## SHORT EXERCISE A
Collect every line of the records that contains the string "street", treating case as significant.

-- start of SELECTED TEXT --

The Strangers is a 2012 Philippine horror adventure film directed by Lawrence Fajardo and one of the official entries of the 38th Metro Manila Film Festival. The film stars an ensemble cast including Enchong Dee, Julia Montes, Enrique Gil and JM De Guzman with Janice de Belen. The film is produced by Quantum Films and MJM Productions and distributed by Star Cinema on December 25, 2012.

Plot
The story takes place on a family who got lost in a province and start being hunted by The Strangers especially the killer
.

For their 18th birthday, twins Pat and Max (Julia Montes and Enrique Gil) go on their annual out of town family trip, to the far flung oasis of Murcia. Joining them are their parents Roy and Evelyn (Johnny Revilla and Cherry Pie Picache), their grandfather Pete (Jaime Fabregas), his temporary caregiver Paloma (Janice de Belen) and their newly hired family driver, Toning (Nico Antonio). The family members set aside personal differences and go on with the trip, as they look forward to the provincial excursion.

Treading the rough roads of the countryside, their happiness is cut short when their van hits an old lady on the road. Unsure of what happened, the family tries to search for the body but it is nowhere to be found.

With the body missing, and protesting their innocence, Roy quickly asks everyone to go aboard the van and leave the vicinity. The van silently trudges its way along the dusty road but mysteriously stops after a few minutes in the middle of a forested area in Cabitongan. And from then on, as night sets in, the family is hounded by bad luck. Toning is attacked by an unknown creature, Roy goes missing, Lolo Pete becomes impaled by a trap when cornered by a monstrous creature while the rest of the family members are stranded in the middle of nowhere.

Lost and confused, the remaining family members unite but things take a turn for the worst, when they realize that they are trapped in a barrio full of mysterious people headed by Kapitan Tasyo (Art Acuña), his wife Corazon (Tanya Gomez) and their son Crispin (JM de Guzman). Evelyn meets a woman who warns them they're with demons but Corazon dismisses her, telling Paloma and Evelyn that the woman is Tasio's mother and has gone insane. Pat continues to suffer from stomach pains and they see a local albularyo. The men out hunting for Roy and Lolo Pete find a man who warned about a fierce monster attacking his companion.

-- end of SELECTED TEXT --

## SHORT EXERCISE B
Reproduce the plot summary of The Strangers from "Treading the rough" to "middle of nowhere.", replacing "van" with "bus".

-- start of INFORMATION PROVIDED --

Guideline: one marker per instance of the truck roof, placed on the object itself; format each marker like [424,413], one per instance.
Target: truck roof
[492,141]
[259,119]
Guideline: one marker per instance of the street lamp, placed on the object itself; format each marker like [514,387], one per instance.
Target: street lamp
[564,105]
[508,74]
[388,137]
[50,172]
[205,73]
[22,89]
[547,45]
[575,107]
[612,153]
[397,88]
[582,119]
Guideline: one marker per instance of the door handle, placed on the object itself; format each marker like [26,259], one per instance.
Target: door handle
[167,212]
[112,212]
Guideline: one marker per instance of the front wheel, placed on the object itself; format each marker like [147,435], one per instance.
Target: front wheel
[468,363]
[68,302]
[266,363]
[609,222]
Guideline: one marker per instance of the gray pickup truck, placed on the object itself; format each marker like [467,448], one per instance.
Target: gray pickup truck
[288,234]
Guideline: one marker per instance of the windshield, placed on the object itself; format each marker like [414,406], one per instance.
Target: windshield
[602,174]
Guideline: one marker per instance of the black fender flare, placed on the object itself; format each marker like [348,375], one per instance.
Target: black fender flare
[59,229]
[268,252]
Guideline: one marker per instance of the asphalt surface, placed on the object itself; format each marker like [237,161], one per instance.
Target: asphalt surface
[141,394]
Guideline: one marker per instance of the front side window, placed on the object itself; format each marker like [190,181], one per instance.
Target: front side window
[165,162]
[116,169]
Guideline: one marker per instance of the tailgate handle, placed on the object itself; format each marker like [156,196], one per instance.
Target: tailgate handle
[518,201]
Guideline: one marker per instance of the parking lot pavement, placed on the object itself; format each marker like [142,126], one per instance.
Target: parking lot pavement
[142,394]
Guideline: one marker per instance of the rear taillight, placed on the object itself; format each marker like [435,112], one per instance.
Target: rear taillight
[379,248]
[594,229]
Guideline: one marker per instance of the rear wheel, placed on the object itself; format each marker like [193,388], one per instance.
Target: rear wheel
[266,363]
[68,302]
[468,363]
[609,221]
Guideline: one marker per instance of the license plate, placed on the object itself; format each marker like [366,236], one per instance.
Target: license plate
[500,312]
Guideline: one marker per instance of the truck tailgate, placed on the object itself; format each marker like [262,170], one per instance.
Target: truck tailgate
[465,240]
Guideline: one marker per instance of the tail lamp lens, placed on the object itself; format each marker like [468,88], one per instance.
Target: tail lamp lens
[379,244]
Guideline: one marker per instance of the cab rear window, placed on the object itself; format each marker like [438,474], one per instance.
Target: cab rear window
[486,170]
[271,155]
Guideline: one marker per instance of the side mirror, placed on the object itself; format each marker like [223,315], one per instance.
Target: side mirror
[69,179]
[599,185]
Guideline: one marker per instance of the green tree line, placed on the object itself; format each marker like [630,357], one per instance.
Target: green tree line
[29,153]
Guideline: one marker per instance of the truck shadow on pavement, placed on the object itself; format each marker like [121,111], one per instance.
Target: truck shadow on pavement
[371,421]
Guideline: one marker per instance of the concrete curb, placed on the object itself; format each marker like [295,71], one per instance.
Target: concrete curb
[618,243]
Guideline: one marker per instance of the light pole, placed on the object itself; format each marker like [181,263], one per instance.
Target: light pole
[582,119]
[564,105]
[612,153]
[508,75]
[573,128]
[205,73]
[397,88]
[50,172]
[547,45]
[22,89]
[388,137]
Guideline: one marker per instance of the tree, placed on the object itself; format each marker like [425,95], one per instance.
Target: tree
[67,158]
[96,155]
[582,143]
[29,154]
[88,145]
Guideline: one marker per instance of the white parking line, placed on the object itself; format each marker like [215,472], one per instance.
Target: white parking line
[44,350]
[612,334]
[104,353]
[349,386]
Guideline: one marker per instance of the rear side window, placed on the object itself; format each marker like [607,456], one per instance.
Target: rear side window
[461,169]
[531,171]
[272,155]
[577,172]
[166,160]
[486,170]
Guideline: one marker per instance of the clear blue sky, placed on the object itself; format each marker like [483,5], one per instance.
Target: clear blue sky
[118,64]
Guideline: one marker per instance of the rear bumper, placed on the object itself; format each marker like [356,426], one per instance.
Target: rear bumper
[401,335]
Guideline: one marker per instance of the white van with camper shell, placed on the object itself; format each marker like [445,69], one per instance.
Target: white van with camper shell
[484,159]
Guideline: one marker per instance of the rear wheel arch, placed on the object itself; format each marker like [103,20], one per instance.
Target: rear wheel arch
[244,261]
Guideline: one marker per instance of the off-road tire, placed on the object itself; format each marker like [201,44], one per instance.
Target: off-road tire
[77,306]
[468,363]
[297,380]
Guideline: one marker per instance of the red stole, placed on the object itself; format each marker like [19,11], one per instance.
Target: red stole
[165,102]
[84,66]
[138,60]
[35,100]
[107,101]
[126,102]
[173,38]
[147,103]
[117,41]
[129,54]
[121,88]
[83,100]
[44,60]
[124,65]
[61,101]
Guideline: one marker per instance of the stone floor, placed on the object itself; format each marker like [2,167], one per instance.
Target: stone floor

-- end of INFORMATION PROVIDED --

## TASK ANSWER A
Guideline: one marker per instance of the street lamp, placed on the object itself; format each marker like [514,387], one per instance.
Target: street lamp

## TASK ANSWER B
Treading the rough roads of the countryside, their happiness is cut short when their bus hits an old lady on the road. Unsure of what happened, the family tries to search for the body but it is nowhere to be found.

With the body missing, and protesting their innocence, Roy quickly asks everyone to go aboard the bus and leave the vicinity. The bus silently trudges its way along the dusty road but mysteriously stops after a few minutes in the middle of a forested area in Cabitongan. And from then on, as night sets in, the family is hounded by bad luck. Toning is attacked by an unknown creature, Roy goes missing, Lolo Pete becomes impaled by a trap when cornered by a monstrous creature while the rest of the family members are stranded in the middle of nowhere.